• [DIRECTIONS]
Set the data down once more, exactly as it is written.

• [PROVIDED ENTRIES]
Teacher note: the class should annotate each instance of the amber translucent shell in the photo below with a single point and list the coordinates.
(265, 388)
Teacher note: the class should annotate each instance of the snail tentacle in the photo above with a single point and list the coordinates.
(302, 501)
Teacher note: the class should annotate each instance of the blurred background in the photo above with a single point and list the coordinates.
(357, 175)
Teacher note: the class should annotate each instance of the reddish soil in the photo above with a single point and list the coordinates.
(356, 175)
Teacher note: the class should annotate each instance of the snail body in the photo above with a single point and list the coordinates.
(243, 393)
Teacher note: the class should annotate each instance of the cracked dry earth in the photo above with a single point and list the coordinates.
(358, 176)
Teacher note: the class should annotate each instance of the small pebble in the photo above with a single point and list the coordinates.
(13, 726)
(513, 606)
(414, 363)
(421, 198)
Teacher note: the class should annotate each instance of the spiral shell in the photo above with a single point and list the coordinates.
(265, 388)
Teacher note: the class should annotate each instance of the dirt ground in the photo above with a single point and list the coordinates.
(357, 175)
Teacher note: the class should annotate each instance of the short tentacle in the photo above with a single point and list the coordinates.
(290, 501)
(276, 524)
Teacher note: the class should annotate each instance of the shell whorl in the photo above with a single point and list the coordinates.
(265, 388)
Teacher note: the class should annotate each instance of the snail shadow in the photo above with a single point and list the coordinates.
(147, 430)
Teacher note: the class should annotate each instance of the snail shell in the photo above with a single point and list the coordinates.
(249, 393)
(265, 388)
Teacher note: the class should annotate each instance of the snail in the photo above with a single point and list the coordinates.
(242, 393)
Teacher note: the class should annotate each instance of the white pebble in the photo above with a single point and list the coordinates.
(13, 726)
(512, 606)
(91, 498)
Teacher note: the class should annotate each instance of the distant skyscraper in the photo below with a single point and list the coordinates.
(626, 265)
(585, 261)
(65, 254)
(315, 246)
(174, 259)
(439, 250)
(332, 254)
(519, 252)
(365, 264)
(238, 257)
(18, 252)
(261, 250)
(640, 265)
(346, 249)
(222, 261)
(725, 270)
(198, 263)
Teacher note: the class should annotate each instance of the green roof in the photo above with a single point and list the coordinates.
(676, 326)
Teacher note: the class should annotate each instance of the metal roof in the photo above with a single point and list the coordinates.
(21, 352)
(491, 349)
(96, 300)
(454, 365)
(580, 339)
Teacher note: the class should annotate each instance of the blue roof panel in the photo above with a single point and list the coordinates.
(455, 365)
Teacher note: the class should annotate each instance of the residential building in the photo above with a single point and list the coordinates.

• [TASK OUTPUT]
Teacher note: the class should annotate each instance of the amber translucent shell in the photo below with a single point and list the coordinates.
(265, 388)
Teacher note: the class should annotate each instance of the snail tentacle in the photo above with a single point and list the coordinates.
(302, 501)
Teacher note: the class should annotate each instance of the blurred background in the photo above with a single point and list the coordinates.
(357, 175)
Teacher note: the class should annotate each instance of the reddish soil in the photo above with a single point and list the coordinates.
(356, 175)
Teacher note: the class should annotate each instance of the snail body in the photo above with a single point and list the coordinates.
(243, 393)
Teacher note: the class should annotate each instance of the cracked dry earth in the photo above with a single point and list the coordinates.
(358, 176)
Teacher note: the class should annotate each instance of the small pebble in the photo above with a single point and list the coordinates.
(13, 726)
(513, 606)
(414, 363)
(421, 198)
Teacher note: the class should annotate each instance of the spiral shell in the photo above with a single point and list the coordinates.
(265, 388)
Teacher note: the class should annotate each instance of the dirt ground in the photo above with a single point and list the coordinates.
(357, 175)
Teacher note: the class should annotate each instance of the short tentacle in the photo above with a single point and list the coordinates.
(290, 501)
(276, 524)
Teacher note: the class should annotate each instance of the shell whorl in the photo above with a single point and list the coordinates.
(265, 388)
Teacher note: the class should annotate each instance of the snail shadow in the photo above with a single point and list the coordinates.
(147, 430)
Teacher note: the class should annotate each instance of the snail shell in the photo above with a single point and list the coordinates.
(249, 393)
(265, 388)
Teacher note: the class should annotate each instance of the snail in the photo above with a single point and list the coordinates.
(242, 393)
Teacher note: the class should annotate each instance of the white pebble in the photo above with a single point and list the coordinates.
(13, 726)
(512, 606)
(91, 498)
Teacher note: the class should annotate each instance of the distant skyscraper in the photo below with a single point and list the coordinates.
(626, 265)
(585, 261)
(65, 254)
(315, 246)
(174, 259)
(439, 250)
(332, 254)
(519, 252)
(365, 264)
(238, 257)
(18, 252)
(261, 250)
(640, 265)
(346, 249)
(222, 261)
(725, 270)
(198, 263)
Teacher note: the class should annotate each instance of the green roof in the photo above with a single point and list the coordinates.
(676, 326)
Teacher note: the class should annotate each instance of the metal roof in the photo above with a single point and list the coordinates.
(21, 352)
(491, 349)
(96, 300)
(454, 365)
(580, 339)
Teacher note: the class should annotate each instance of the blue roof panel in the photo above with a single point and list the coordinates.
(455, 365)
Teacher note: the class should annotate each instance of the residential building in the photo above with a single point and list the coordinates.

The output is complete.